*CHALLENGE A*. In the excerpted text on SQL Server statistics output, which columns does the writer say they are more concerned with than the query tree?

*EXCERPTED TEXT*.
▼▼▼
The output below is a subset of the information available when you use SET STATISTICS PROFILE ON, I’ve not bothered posting the full STATS PROFILE instead I’ve truncated the output for readability – I’m more concerned with the Rows and Executes columns rather than the query tree.
Table 'Worktable'. Scan count 11, logical reads 56, physical reads 0, read-ahead reads 0, lob logical reads 0, lob physical reads 0, lob read-ahead reads 0.
Table '#syscols'. Scan count 7, logical reads 35, physical reads 0, read-ahead reads 0, lob logical reads 0, lob physical reads 0, lob read-ahead reads 0.
Table '#sysobjs'. Scan count 7, logical reads 21, physical reads 0, read-ahead reads 0, lob logical reads 0, lob physical reads 0, lob read-ahead reads 0.
Rows Executions
5 1 with ctePerf ( objname, colid, olid
0 0 |--Compute Scalar(DEFINE:([Expr1022]=[Expr1022]))
5 1 |--Nested Loops(Inner Join, OUTER REFERENCES:([o ].[name], [c ].[column_id]))
0 0 |--Compute Scalar(DEFINE:([Expr1015]=CASE WHEN [Expr1035]=(0) THEN NUL
5 1 | |--Stream Aggregate(GROUP BY:([c ].[column_id], [c ].[name]) DEFINE
15 1 | |--Nested Loops(Left Outer Join, WHERE:([tempdb].[dbo].[#sys
5 1 | |--Sort(ORDER BY:([c ].[column_id] ASC, [c ].[name] ASC))
▲▲▲
*INPUT ROWS*.
▼▼▼
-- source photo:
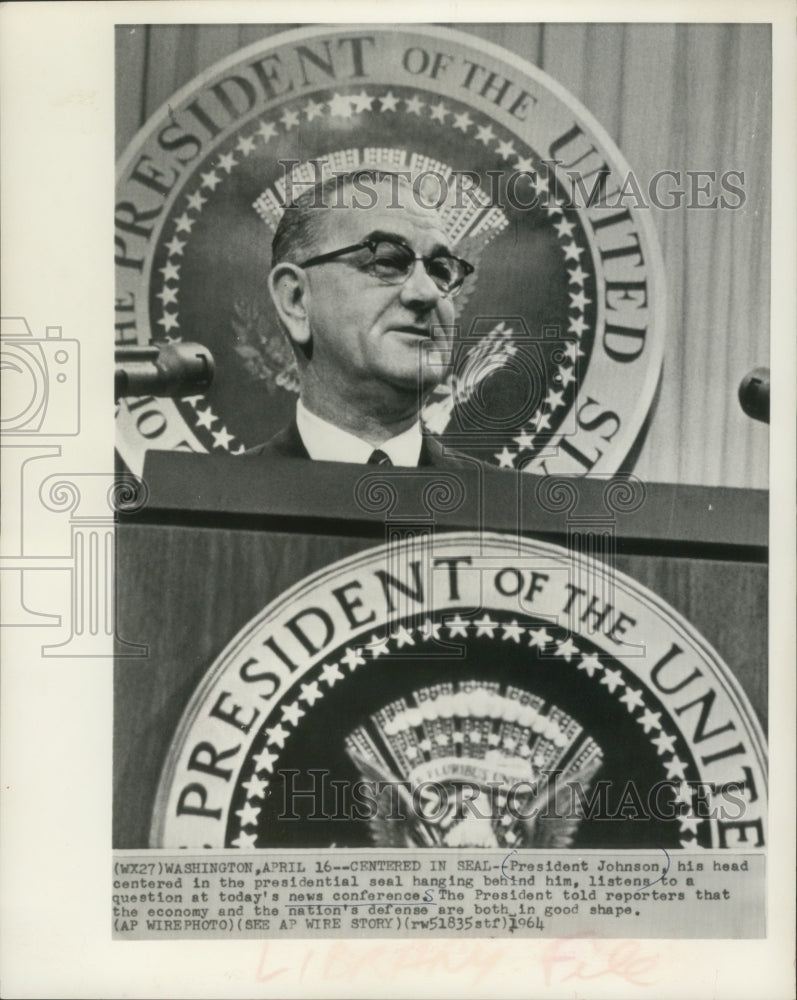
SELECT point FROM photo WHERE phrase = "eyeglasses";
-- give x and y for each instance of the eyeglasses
(393, 262)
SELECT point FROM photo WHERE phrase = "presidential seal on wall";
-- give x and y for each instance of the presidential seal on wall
(559, 335)
(466, 691)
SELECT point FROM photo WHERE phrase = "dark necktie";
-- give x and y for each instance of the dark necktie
(378, 457)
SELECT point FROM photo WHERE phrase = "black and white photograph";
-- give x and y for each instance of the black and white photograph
(433, 545)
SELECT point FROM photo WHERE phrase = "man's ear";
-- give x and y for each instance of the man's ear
(290, 291)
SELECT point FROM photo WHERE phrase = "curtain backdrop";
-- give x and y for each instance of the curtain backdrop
(675, 97)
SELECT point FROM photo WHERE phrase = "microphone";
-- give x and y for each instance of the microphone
(754, 394)
(175, 370)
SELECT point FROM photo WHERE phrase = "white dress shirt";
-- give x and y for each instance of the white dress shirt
(327, 443)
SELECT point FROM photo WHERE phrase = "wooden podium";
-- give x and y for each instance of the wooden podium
(217, 538)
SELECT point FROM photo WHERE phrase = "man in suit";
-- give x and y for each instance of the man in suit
(363, 281)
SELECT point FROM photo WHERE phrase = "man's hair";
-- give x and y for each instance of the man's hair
(301, 226)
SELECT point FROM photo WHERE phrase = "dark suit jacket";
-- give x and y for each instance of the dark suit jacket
(288, 443)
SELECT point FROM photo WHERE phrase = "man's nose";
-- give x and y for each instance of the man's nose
(419, 289)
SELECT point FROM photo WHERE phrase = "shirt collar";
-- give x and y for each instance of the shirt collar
(328, 443)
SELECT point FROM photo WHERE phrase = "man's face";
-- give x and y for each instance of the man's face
(364, 330)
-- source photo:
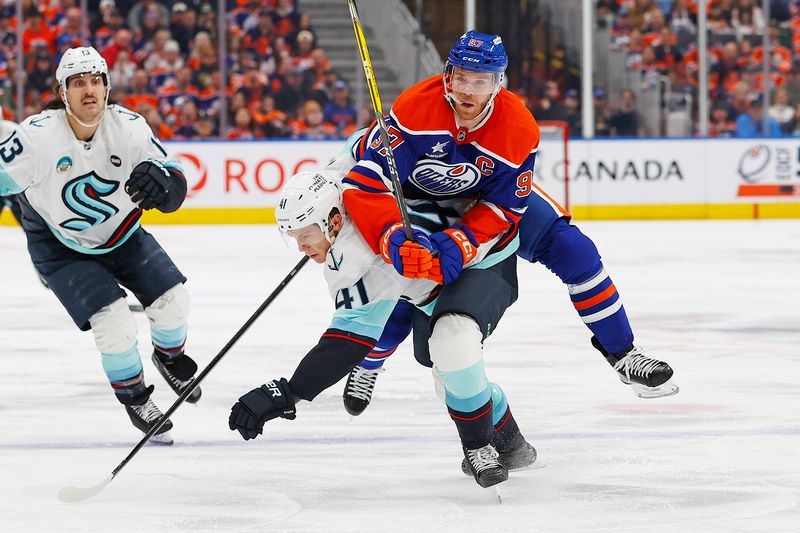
▲▲▲
*CHALLENGE B*. Select every line of the rows above that contains the string "dark". Case counts.

*FULL OUTPUT A*. The Rows and Executes columns.

*FULL OUTPUT B*.
SELECT point FROM photo WHERE phrase = "dark necktie";
-- give x and y for each instance of the dark necktie
SELECT point FROM photo WHERE phrase = "dark suit jacket";
-- give x and y for each instance of the dark suit jacket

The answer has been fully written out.